[start]

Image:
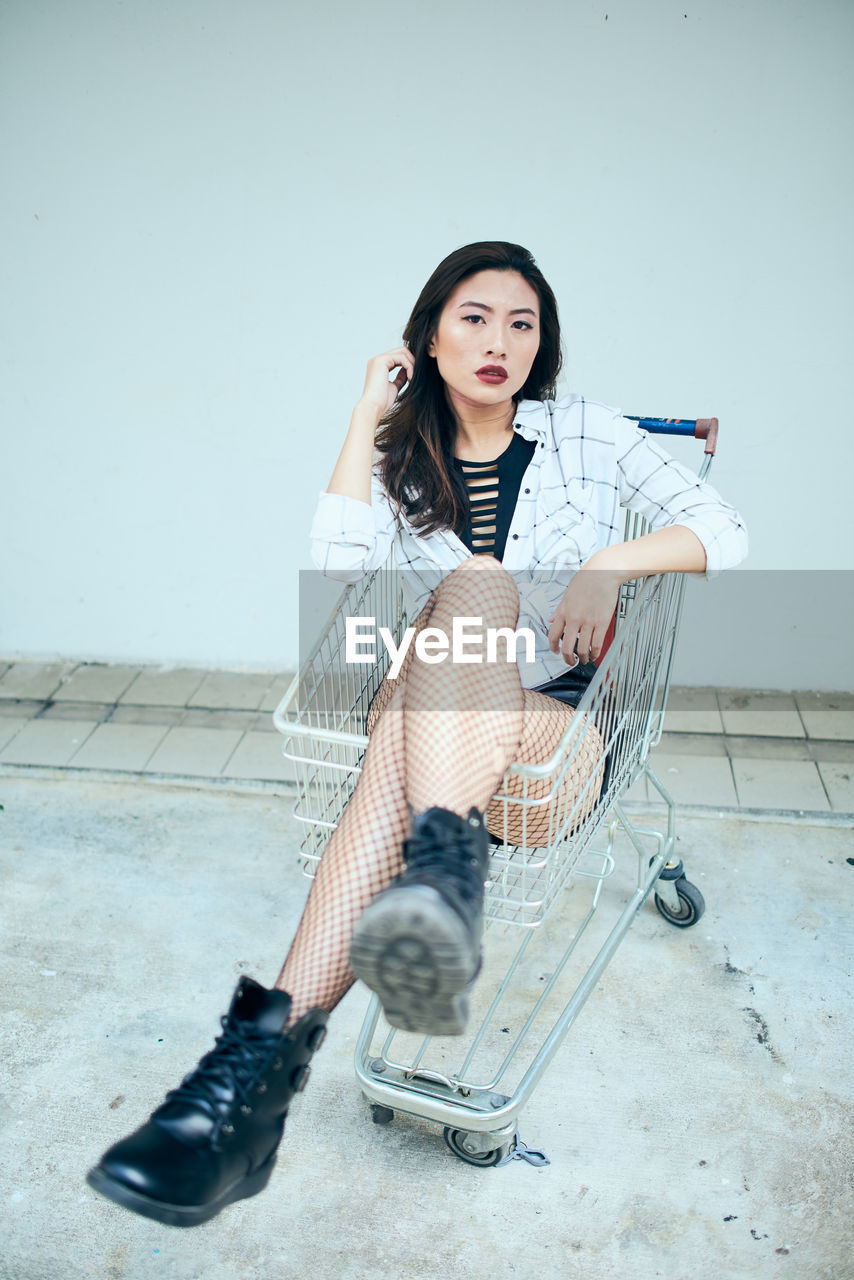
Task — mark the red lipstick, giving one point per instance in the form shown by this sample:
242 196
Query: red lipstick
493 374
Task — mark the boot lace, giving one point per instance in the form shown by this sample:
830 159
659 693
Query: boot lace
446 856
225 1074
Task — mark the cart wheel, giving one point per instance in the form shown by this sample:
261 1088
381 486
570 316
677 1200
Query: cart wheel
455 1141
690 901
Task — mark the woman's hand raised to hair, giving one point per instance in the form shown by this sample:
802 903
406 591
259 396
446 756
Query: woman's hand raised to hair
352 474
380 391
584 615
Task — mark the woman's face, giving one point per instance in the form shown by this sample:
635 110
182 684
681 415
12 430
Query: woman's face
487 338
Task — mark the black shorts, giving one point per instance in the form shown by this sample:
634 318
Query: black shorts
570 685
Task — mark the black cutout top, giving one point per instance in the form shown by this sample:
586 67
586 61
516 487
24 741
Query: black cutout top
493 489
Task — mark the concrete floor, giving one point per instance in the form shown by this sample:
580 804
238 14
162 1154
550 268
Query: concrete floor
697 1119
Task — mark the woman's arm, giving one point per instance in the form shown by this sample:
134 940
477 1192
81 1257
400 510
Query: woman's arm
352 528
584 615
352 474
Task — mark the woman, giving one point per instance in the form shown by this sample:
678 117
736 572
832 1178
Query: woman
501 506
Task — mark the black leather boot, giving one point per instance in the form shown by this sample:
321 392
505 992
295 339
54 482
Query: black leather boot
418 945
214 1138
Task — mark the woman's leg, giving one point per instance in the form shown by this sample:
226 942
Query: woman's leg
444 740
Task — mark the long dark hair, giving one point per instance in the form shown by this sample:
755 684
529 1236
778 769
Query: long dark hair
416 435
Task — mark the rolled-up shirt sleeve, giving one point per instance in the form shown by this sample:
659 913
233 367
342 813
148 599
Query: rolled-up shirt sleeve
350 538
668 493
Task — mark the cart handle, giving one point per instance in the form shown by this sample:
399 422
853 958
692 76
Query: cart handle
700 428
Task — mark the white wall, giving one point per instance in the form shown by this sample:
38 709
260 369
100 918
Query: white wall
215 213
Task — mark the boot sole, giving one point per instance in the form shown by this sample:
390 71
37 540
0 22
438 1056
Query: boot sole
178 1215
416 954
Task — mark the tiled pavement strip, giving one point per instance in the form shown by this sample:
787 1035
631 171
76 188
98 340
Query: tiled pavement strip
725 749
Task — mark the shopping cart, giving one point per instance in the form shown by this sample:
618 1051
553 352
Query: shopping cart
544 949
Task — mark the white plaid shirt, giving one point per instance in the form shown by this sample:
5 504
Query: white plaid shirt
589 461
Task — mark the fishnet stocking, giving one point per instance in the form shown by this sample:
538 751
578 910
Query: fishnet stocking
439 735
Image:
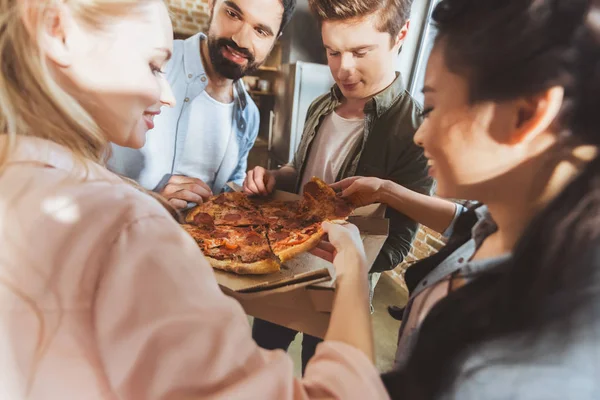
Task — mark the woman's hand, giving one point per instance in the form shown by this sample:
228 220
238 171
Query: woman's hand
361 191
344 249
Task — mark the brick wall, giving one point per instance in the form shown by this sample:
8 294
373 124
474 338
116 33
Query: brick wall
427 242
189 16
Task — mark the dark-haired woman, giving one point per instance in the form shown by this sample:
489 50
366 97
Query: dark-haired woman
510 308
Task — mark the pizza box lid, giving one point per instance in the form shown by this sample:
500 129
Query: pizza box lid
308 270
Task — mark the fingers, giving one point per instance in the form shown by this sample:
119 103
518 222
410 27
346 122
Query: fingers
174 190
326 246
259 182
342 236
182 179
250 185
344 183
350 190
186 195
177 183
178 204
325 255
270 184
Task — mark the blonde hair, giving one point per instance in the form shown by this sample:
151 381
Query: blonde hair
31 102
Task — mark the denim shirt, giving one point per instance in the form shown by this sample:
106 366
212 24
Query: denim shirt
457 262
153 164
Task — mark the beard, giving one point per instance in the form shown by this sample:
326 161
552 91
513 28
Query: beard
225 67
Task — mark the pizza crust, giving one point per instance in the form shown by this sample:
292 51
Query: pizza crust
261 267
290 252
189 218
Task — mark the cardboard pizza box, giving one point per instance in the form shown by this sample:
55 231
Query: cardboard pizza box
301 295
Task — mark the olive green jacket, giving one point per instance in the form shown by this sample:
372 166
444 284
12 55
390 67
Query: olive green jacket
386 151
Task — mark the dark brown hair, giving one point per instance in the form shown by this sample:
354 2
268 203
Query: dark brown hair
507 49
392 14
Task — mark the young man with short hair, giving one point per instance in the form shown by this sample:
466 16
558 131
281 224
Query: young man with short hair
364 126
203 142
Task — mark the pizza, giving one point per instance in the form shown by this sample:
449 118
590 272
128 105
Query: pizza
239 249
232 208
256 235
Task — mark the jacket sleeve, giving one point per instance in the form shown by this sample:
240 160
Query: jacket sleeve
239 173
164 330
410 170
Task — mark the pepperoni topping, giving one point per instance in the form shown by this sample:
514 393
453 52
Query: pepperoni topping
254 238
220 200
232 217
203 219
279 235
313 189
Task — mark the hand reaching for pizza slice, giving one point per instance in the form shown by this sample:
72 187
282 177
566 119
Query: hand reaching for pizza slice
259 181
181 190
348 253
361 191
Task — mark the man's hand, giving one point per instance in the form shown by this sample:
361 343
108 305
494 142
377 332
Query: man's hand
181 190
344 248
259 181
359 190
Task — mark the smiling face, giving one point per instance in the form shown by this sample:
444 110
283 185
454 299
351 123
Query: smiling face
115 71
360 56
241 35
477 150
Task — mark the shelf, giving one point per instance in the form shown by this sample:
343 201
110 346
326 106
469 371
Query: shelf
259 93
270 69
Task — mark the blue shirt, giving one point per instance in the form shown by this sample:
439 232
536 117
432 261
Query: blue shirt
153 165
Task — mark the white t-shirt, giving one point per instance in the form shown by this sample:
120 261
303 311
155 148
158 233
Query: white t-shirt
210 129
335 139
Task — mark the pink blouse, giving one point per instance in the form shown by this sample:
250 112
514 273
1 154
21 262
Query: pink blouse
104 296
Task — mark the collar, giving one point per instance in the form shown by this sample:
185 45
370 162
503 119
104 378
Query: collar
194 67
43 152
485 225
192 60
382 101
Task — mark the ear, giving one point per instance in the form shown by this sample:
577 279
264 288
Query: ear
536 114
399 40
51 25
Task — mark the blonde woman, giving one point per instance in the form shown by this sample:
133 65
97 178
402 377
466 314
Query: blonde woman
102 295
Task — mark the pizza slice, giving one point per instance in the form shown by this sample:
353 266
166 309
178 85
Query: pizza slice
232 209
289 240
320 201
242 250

[end]
[start]

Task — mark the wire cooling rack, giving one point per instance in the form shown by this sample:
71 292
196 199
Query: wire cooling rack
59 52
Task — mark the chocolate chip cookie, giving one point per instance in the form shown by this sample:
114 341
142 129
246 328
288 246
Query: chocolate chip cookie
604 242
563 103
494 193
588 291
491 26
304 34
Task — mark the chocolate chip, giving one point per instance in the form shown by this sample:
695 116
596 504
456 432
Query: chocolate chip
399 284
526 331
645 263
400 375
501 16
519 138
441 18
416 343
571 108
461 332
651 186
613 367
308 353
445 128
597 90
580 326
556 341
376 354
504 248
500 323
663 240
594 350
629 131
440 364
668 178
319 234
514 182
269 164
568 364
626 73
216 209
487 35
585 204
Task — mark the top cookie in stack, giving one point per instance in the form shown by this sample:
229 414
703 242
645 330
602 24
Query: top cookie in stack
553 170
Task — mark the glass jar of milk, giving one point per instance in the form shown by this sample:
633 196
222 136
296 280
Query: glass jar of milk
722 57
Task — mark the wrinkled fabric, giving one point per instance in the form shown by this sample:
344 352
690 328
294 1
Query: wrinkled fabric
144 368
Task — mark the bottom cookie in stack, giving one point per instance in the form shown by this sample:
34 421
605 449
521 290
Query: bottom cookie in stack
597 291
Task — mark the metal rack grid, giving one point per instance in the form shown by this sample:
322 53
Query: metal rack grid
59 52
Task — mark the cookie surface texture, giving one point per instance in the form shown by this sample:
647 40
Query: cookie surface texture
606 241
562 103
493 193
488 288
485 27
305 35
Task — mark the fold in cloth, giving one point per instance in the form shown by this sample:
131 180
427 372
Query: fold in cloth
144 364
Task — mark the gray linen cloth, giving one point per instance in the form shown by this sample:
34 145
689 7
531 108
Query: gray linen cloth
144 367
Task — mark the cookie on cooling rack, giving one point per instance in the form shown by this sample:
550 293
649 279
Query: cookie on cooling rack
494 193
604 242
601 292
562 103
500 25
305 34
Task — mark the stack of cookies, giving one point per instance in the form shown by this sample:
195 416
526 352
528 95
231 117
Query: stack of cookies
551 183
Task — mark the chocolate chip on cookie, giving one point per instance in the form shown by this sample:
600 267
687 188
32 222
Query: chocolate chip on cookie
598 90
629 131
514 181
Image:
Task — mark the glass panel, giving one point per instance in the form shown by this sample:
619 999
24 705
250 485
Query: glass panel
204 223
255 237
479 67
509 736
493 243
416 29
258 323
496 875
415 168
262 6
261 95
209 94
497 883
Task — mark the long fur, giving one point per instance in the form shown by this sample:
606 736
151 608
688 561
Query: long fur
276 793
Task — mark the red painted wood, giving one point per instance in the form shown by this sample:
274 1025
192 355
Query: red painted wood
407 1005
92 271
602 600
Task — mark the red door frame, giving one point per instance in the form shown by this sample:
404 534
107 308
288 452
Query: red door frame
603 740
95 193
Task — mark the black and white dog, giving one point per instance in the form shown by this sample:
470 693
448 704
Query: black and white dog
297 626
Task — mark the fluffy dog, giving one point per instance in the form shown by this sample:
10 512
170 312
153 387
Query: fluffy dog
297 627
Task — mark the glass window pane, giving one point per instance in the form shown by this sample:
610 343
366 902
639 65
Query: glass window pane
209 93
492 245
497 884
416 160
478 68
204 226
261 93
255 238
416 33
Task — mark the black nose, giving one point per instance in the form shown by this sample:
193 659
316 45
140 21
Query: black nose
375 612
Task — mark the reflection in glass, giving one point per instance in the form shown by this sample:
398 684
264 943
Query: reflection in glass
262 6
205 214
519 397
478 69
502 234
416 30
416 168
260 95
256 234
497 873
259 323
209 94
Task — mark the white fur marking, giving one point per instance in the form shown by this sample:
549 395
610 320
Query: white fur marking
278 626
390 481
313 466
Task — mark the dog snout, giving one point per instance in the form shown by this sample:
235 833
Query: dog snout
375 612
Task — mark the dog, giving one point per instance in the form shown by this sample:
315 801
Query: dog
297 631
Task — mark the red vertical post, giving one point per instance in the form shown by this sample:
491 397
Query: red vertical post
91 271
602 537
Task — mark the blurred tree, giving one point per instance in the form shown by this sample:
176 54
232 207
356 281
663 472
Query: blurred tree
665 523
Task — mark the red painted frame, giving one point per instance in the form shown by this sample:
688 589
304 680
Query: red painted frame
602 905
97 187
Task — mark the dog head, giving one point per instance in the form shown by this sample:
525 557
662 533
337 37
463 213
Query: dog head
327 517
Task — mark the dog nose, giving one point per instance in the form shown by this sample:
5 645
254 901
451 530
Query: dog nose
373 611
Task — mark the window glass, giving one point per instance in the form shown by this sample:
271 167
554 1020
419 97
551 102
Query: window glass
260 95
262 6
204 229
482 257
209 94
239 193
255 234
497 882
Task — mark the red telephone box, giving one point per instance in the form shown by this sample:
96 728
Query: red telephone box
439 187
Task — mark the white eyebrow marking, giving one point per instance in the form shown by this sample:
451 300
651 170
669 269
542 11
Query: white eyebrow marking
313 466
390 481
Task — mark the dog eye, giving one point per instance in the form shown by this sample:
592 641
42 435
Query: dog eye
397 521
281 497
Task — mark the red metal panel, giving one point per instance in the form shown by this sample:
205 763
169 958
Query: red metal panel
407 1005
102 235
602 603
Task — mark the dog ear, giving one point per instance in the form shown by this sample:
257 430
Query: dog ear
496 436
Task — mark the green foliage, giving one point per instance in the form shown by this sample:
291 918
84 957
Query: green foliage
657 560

[end]
[start]

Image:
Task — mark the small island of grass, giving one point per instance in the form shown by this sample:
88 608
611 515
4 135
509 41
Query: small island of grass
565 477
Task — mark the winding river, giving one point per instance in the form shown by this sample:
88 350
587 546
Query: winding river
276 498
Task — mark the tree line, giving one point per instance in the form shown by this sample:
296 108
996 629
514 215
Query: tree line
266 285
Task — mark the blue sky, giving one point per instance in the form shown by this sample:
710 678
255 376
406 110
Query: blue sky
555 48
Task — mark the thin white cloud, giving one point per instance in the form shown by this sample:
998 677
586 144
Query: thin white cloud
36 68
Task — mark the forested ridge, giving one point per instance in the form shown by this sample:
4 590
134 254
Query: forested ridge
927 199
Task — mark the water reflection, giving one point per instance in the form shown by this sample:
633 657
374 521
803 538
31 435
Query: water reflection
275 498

[end]

__EXERCISE OBJECTIVE__: From the listing above, pull out every line that contains the word "young", matching case exactly.

__SOLUTION TO THIS PROBLEM__:
Task — mark the young man with short hair, giving one point per instance in the form shown by this sample:
Query: young man with short hair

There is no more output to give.